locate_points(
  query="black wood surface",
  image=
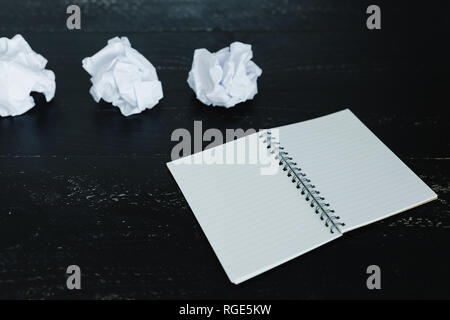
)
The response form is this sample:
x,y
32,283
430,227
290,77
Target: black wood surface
x,y
81,184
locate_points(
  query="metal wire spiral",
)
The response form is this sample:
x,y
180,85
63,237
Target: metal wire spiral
x,y
303,183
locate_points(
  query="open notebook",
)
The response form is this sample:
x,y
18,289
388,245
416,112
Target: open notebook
x,y
312,182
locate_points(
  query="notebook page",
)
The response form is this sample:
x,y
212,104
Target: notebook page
x,y
357,174
253,222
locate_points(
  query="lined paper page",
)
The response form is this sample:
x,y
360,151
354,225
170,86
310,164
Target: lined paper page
x,y
253,222
357,174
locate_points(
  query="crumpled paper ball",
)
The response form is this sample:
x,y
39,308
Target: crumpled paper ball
x,y
226,77
22,71
123,77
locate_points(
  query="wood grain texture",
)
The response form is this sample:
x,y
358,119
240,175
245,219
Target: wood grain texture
x,y
197,15
83,185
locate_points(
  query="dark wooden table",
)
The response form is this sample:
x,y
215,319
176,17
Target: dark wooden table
x,y
81,184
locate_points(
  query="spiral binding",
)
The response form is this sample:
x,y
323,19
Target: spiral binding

_Problem:_ Extract the entries in full, exactly as they are, minus the pictures.

_Task solution:_
locate_points(
  query="black wood surface",
  image=
)
The response form is this sample:
x,y
32,283
430,227
290,77
Target: black wood surface
x,y
81,184
locate_points(
  query="metal wire spiral",
)
The response form is this sample:
x,y
180,85
63,237
Target: metal wire spiral
x,y
303,183
locate_points(
  query="open notebook",
)
The response form is this sample:
x,y
18,289
388,245
416,112
Target: open notebook
x,y
312,182
locate_points(
  query="notebook page",
)
The response form is this sample:
x,y
212,104
Target: notebook page
x,y
357,174
253,222
locate_points(
  query="lined paper page",
)
The response form is this sample:
x,y
360,151
354,225
170,86
310,164
Target: lined paper page
x,y
253,222
357,174
locate_points(
  query="crumpled paper ball",
)
The response form is this sample:
x,y
39,308
Target: crumpled paper ball
x,y
226,77
22,71
123,77
locate_points(
  query="wood grain texture",
)
The response form is this sample:
x,y
358,119
240,175
245,219
Target: wood grain texture
x,y
197,15
83,185
locate_points(
  query="dark wooden table",
)
The response form is this sample:
x,y
215,319
176,17
Target: dark wooden table
x,y
81,184
locate_points(
  query="spiral binding",
)
The response form is this sample:
x,y
323,19
Target: spiral binding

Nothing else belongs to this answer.